▶ [Selected text]:
>>>

Uz.ytkownik Benjamin Herrenschmidt napisa?:
> (resent, I had the date screwed up previously, sorry about the
> inconvenience).
>
>
>>I don't see why all IDE-interfaces in the world have to be I/O-mapped just
>>because the first PC implementations used that. Sure it was an extended
>>ISA-bus but the ISA bus is long gone and we don't all run PC's anymore
>>either.
>>
>>So the simple abstraction we need to hit IDE-bus registers is a macro or
>>inline, instead of a call of an I/O-primitive. It was too much work to
>>abstract this when I inserted the CRIS-arch IDE-driver in the first place
>>so I found a workaround but now seems like a better time..
>
>
> No, not a macro. There are cases where you want different access methods
> on the same machine. For example, pmacs can have the "mac-io" (ide-pmac)

<<<

▶ [Material provided]:
>>>

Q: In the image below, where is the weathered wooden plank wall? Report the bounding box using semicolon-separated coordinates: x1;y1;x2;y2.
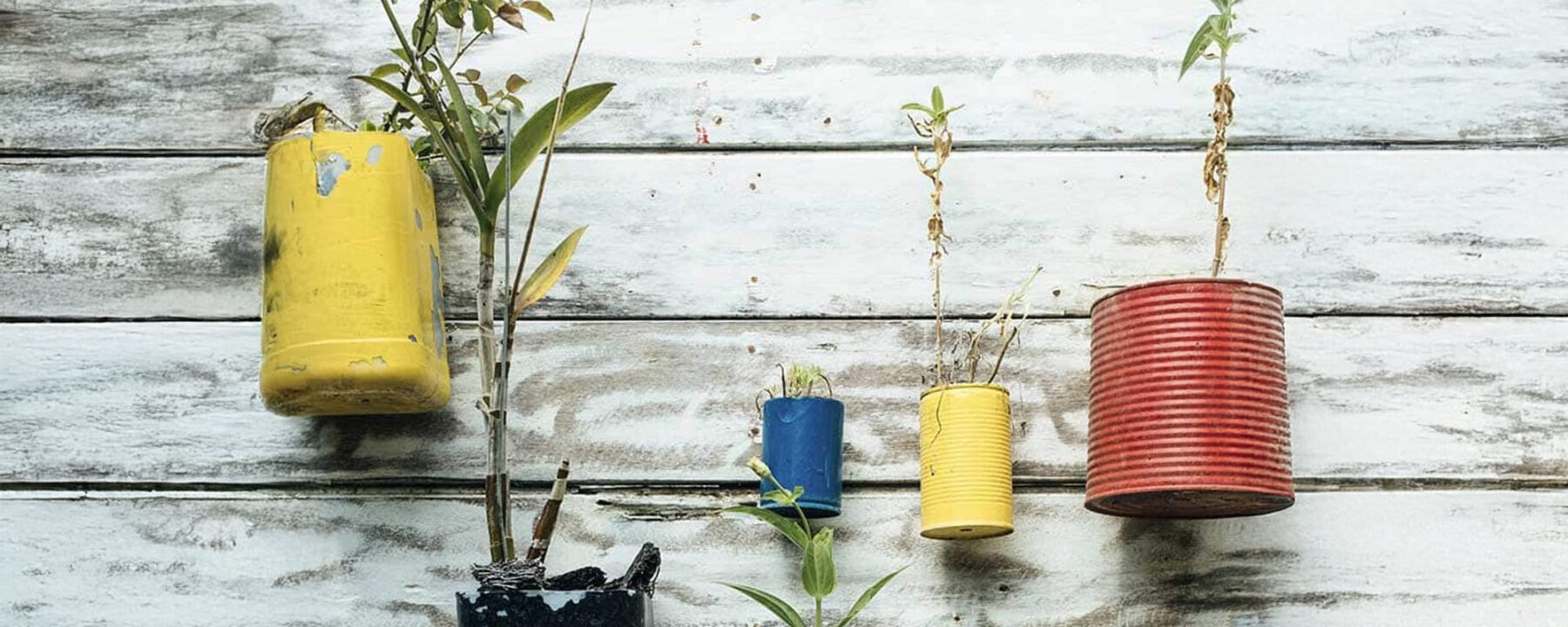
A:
0;0;1568;627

<<<

Please state which driver the quoted writer in the email excerpt says they inserted in the first place.

The CRIS-arch IDE-driver.